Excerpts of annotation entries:
....................

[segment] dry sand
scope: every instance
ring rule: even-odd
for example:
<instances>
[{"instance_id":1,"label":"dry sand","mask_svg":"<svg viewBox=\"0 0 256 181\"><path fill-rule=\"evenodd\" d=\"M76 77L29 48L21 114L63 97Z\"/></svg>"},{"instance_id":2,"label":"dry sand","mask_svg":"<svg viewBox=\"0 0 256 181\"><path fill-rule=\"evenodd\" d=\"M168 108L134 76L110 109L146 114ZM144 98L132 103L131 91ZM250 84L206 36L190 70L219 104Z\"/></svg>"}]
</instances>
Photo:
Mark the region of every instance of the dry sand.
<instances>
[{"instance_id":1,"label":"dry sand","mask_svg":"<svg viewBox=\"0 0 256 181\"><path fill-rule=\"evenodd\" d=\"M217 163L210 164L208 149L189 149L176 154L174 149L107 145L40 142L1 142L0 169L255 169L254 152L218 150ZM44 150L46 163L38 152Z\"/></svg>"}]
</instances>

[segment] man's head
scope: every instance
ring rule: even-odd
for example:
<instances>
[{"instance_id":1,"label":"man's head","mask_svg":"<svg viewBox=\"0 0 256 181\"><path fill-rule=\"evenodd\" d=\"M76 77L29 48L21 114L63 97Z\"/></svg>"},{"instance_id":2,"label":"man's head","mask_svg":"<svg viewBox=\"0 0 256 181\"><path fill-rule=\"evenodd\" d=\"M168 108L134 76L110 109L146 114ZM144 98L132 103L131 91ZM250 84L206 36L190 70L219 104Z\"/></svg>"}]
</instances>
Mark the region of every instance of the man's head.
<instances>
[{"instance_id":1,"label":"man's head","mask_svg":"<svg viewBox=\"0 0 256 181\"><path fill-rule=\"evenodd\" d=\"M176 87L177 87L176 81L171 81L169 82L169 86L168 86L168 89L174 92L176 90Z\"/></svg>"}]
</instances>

....................

> _Directive_
Please update the entries starting with the line that contains "[segment] man's head" and going on through the end of the entries, changing "ring rule" to "fill rule" and leaving everything else as it is. Give only those updated lines.

> _Finished answer_
[segment] man's head
scope: every instance
fill rule: even-odd
for example:
<instances>
[{"instance_id":1,"label":"man's head","mask_svg":"<svg viewBox=\"0 0 256 181\"><path fill-rule=\"evenodd\" d=\"M76 77L29 48L21 114L63 97Z\"/></svg>"},{"instance_id":2,"label":"man's head","mask_svg":"<svg viewBox=\"0 0 256 181\"><path fill-rule=\"evenodd\" d=\"M168 108L134 76L110 109L146 114ZM144 98L132 103L131 91ZM250 84L206 36L190 70L219 104Z\"/></svg>"}]
</instances>
Mark the region of every instance of the man's head.
<instances>
[{"instance_id":1,"label":"man's head","mask_svg":"<svg viewBox=\"0 0 256 181\"><path fill-rule=\"evenodd\" d=\"M176 87L177 87L176 81L171 81L169 82L169 86L168 86L168 89L174 92L176 90Z\"/></svg>"}]
</instances>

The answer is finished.